*** Material shown ***
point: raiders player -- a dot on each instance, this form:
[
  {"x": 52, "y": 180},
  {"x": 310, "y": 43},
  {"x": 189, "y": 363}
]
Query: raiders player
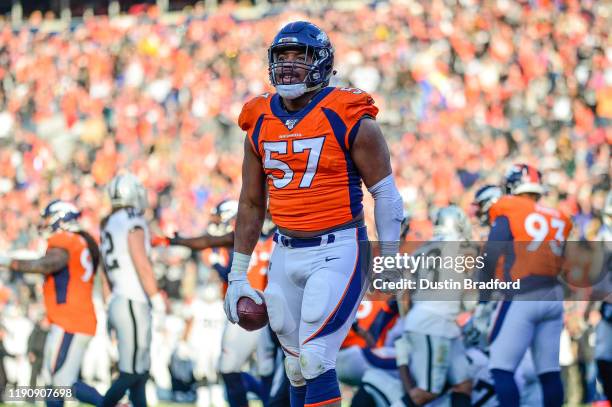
[
  {"x": 125, "y": 250},
  {"x": 430, "y": 328}
]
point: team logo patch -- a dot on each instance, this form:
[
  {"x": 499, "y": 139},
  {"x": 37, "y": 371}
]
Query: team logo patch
[{"x": 290, "y": 123}]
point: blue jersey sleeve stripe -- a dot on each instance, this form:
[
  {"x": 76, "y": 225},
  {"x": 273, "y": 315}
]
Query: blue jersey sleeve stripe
[
  {"x": 255, "y": 135},
  {"x": 354, "y": 179}
]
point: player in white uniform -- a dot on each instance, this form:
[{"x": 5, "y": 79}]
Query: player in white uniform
[
  {"x": 381, "y": 388},
  {"x": 238, "y": 345},
  {"x": 603, "y": 344},
  {"x": 438, "y": 355},
  {"x": 125, "y": 250}
]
*** End of Material shown ***
- [Instructions to follow]: Give back each line above verbatim, dropping every picture.

- [Exercise result]:
point: raiders player -- a dot on each instance, this form:
[
  {"x": 52, "y": 180},
  {"x": 310, "y": 43},
  {"x": 189, "y": 363}
]
Query: raiders player
[
  {"x": 125, "y": 250},
  {"x": 430, "y": 328}
]
point: team logo patch -- a dot on each instance, this form:
[
  {"x": 499, "y": 139},
  {"x": 37, "y": 371}
]
Query: team logo patch
[{"x": 290, "y": 123}]
point: blue jersey sleeve stripe -- a dot on each instance, this form:
[
  {"x": 76, "y": 225},
  {"x": 273, "y": 315}
]
Query: blue jersey sleeve stripe
[
  {"x": 255, "y": 135},
  {"x": 354, "y": 179}
]
point: player in white uniform -- a dot on each instance, this form:
[{"x": 5, "y": 79}]
Query: player in white uniform
[
  {"x": 381, "y": 388},
  {"x": 238, "y": 345},
  {"x": 603, "y": 344},
  {"x": 438, "y": 355},
  {"x": 125, "y": 250}
]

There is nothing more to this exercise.